PAGE TEXT

Hidden State Extraction¶

The Hidden State Extraction feature allows vLLM to save intermediate layer activations from a target model during inference. This is useful for training EAGLE-style draft models, knowledge distillation, or offline analysis of model internals.

Note

It is possible to save the last-layer's output hidden states by passing num_hidden_layers as a layer id. Note that these are not normalized using the output norm.

Offline Example¶

import tempfile

from vllm import LLM, SamplingParams
from vllm.config.kv_transfer import KVTransferConfig
from vllm.distributed.kv_transfer.kv_connector.v1 import (
    example_hidden_states_connector,
)

Natural-language object grounding data

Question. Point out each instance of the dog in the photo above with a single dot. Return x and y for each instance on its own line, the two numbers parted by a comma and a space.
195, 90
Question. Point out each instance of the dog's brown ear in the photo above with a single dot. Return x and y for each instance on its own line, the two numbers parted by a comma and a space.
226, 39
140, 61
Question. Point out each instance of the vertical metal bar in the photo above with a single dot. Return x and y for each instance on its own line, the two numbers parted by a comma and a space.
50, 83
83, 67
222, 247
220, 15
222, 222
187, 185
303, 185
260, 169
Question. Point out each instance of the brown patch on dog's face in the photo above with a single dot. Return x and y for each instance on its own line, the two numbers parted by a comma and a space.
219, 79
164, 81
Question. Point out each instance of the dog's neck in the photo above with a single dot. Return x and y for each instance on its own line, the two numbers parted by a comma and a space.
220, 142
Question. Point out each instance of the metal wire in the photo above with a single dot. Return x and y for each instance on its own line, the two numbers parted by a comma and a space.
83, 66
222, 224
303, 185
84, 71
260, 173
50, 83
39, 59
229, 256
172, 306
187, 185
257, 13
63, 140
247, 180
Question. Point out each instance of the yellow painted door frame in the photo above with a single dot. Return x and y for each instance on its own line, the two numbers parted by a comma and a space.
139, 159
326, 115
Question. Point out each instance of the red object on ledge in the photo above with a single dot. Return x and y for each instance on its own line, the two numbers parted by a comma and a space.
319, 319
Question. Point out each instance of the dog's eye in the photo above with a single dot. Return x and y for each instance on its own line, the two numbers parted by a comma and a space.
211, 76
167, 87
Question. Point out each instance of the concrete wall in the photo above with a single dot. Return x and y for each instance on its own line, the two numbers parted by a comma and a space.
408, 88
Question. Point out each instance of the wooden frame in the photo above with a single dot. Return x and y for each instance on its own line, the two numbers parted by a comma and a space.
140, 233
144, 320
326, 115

YOUR OBJECTIVE
Extend the vLLM hidden state extraction page from the point where it stops. The entries have no role here.

SOLVED EXERCISE
with tempfile.TemporaryDirectory() as tmpdir:
    llm = LLM(
        model="Qwen/Qwen3-8B",
        speculative_config={
            "method": "extract_hidden_states",
            "num_speculative_tokens": 1,
            "draft_model_config": {
                "hf_config": {
                    "eagle_aux_hidden_state_layer_ids": [1, 2, 3, 4],
                },
            },
        },
        kv_transfer_config=KVTransferConfig(
            kv_connector="ExampleHiddenStatesConnector",
            kv_role="kv_producer",
            kv_connector_extra_config={
                "shared_storage_path": tmpdir,
            },
        ),
    )

    outputs = llm.generate(
        ["The future of AI is"],
        SamplingParams(max_tokens=1),
    )

    for output in outputs:
        path = output.kv_transfer_params["hidden_states_path"]
        obj = example_hidden_states_connector.load_hidden_states(path)
        print(f"token_ids: {obj['token_ids'].shape}")
        print(f"hidden_states: {obj['hidden_states'].shape}")

A complete example is available at examples/features/speculative_decoding/extract_hidden_states_offline.py.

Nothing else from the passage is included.